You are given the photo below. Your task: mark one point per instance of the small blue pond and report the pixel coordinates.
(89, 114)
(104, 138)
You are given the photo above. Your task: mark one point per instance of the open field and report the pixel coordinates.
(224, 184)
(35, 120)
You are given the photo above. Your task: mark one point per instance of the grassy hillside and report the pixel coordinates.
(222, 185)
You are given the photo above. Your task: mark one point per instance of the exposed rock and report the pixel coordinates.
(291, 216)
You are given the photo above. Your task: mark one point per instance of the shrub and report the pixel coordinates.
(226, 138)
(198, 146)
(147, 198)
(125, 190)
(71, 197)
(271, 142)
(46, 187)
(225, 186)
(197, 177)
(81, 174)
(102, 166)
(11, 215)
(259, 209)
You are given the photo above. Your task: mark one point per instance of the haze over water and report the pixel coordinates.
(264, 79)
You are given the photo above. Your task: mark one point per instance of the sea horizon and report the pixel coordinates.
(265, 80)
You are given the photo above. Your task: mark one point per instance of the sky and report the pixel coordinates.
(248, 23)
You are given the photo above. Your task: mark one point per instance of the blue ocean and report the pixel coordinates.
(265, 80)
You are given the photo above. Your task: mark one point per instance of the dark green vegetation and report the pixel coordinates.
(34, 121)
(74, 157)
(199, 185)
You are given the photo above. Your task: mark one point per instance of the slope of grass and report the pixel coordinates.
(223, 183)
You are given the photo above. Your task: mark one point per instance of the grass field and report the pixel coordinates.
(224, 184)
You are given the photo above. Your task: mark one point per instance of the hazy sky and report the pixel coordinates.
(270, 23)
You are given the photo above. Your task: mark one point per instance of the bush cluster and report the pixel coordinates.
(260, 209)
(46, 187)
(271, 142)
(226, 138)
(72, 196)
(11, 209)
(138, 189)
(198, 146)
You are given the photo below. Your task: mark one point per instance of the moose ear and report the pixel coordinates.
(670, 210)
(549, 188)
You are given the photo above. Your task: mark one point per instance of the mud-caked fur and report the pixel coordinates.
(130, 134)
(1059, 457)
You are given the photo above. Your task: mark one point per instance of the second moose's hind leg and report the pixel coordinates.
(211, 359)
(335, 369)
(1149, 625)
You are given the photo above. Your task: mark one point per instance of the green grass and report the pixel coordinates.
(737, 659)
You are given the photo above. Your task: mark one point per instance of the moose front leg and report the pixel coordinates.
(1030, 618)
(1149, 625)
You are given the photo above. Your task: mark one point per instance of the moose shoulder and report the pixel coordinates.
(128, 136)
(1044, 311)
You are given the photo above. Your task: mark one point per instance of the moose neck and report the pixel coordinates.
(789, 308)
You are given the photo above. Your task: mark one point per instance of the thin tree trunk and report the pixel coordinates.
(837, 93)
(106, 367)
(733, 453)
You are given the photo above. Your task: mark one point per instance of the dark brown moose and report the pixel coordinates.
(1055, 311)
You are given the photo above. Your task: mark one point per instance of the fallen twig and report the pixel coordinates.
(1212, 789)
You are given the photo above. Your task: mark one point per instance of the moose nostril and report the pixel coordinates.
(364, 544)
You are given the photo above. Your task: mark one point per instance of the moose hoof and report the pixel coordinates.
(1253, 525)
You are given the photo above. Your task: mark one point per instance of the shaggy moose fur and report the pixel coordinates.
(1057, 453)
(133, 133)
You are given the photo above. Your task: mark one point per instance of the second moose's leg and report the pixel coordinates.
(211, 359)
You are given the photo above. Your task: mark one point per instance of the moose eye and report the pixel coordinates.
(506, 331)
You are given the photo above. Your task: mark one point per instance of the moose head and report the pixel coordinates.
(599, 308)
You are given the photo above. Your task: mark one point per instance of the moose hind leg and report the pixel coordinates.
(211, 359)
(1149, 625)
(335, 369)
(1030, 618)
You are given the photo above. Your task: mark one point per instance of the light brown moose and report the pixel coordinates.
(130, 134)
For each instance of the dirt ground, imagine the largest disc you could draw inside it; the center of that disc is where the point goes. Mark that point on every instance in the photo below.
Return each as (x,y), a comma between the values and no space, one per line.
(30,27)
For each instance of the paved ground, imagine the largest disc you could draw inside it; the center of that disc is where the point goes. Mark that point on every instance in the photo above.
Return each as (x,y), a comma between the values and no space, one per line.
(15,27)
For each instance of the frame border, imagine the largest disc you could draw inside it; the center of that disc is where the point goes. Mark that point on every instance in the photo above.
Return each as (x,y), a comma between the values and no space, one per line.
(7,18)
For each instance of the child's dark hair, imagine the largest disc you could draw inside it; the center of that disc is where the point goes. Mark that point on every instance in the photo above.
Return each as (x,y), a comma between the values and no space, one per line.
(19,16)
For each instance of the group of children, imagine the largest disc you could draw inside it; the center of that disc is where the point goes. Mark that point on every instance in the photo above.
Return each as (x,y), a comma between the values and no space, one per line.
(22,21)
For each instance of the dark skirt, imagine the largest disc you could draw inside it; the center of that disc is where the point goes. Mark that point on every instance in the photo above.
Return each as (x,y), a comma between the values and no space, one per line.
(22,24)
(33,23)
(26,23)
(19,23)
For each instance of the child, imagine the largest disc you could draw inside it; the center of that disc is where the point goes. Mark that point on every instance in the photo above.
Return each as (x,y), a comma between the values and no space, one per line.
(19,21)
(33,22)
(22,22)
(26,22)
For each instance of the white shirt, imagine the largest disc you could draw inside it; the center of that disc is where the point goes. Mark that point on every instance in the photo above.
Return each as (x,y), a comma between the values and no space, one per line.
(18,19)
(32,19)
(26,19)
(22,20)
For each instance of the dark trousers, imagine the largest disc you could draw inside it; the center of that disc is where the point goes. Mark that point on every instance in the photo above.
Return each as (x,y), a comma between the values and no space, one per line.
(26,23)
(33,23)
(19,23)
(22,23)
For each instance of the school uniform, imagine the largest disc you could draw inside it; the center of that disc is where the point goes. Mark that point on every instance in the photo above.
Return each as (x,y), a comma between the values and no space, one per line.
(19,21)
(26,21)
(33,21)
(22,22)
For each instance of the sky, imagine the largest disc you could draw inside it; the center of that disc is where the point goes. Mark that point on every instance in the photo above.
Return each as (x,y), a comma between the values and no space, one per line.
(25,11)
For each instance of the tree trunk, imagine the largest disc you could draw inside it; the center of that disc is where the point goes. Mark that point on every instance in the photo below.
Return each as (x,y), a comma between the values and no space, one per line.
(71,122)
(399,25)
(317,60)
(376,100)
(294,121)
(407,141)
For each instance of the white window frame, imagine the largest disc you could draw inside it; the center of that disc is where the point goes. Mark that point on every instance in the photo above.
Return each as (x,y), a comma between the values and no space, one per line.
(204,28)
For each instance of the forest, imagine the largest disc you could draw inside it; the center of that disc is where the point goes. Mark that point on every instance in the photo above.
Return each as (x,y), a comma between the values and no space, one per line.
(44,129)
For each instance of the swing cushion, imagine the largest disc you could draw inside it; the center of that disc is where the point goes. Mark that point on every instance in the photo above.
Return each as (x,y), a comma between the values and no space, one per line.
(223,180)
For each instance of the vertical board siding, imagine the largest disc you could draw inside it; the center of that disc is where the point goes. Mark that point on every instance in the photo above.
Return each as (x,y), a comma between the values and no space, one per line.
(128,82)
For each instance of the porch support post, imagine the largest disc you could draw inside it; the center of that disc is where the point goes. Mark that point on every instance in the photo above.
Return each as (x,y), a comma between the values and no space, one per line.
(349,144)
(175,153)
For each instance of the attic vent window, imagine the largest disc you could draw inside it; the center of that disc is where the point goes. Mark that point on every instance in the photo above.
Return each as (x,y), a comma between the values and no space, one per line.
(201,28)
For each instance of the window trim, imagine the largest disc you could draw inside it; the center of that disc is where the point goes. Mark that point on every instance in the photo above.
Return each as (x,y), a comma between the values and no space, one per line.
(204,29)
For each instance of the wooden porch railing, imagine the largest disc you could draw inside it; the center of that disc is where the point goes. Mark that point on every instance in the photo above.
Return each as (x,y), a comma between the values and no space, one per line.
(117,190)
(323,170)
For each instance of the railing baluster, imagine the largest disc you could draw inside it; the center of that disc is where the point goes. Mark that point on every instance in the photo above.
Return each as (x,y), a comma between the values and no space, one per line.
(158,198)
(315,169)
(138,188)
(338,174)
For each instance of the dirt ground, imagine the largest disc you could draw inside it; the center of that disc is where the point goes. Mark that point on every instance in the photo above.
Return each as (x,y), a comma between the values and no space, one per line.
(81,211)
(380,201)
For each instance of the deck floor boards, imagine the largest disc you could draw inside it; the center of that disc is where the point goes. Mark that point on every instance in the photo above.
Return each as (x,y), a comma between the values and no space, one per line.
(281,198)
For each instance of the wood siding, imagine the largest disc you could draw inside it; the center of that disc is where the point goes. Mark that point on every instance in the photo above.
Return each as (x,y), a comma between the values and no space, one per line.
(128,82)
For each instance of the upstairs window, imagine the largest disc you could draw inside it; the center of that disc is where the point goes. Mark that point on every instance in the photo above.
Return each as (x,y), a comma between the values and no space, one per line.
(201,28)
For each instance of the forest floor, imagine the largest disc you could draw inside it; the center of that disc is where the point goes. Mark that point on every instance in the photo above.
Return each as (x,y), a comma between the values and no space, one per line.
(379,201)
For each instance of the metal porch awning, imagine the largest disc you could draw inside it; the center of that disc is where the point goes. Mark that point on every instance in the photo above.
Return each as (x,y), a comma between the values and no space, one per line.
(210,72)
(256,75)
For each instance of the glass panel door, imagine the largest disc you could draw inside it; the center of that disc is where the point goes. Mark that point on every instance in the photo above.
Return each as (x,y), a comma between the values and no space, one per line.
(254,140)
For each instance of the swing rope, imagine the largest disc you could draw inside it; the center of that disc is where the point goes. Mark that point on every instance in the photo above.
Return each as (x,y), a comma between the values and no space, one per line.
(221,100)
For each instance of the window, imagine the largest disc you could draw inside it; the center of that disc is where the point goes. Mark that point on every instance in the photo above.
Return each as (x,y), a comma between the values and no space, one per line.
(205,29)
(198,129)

=====

■ **PROBLEM REQUIREMENTS**: Work out how many lines of the material include "white", then report only that count.

■ **PROBLEM SOLUTION**: 2